#### Goal of the exercise
Rewrite the items below, substituting "foreground clicks" for every occurrence of "positive clicks" and leaving everything else unchanged.

#### Dataset records
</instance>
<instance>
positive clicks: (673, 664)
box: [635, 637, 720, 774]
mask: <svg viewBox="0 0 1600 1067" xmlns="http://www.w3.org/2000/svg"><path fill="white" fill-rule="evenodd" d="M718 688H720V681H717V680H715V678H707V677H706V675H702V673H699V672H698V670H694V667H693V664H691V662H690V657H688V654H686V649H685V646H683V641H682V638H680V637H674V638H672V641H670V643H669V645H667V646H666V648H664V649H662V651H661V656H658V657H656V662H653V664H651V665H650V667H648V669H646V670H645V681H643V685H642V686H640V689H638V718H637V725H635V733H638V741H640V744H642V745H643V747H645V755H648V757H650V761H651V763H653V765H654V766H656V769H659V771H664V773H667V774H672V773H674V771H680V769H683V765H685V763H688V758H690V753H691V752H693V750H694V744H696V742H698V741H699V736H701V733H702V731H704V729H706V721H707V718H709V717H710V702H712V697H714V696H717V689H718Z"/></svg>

#### Response
</instance>
<instance>
foreground clicks: (673, 664)
box: [635, 637, 720, 774]
mask: <svg viewBox="0 0 1600 1067" xmlns="http://www.w3.org/2000/svg"><path fill="white" fill-rule="evenodd" d="M718 688H720V681H717V680H715V678H707V677H706V675H702V673H699V672H698V670H694V667H693V664H691V662H690V657H688V654H686V649H685V646H683V641H682V638H680V637H674V638H672V641H670V643H669V645H667V646H666V648H664V649H662V651H661V656H658V657H656V662H653V664H651V665H650V667H648V669H646V670H645V681H643V685H642V686H640V689H638V718H637V725H635V733H638V741H640V744H642V745H643V747H645V755H648V757H650V761H651V763H653V765H654V766H656V769H659V771H664V773H667V774H672V773H674V771H680V769H683V765H685V763H688V758H690V753H691V752H693V750H694V744H696V742H698V741H699V736H701V733H702V731H704V729H706V721H707V718H709V717H710V702H712V697H714V696H717V689H718Z"/></svg>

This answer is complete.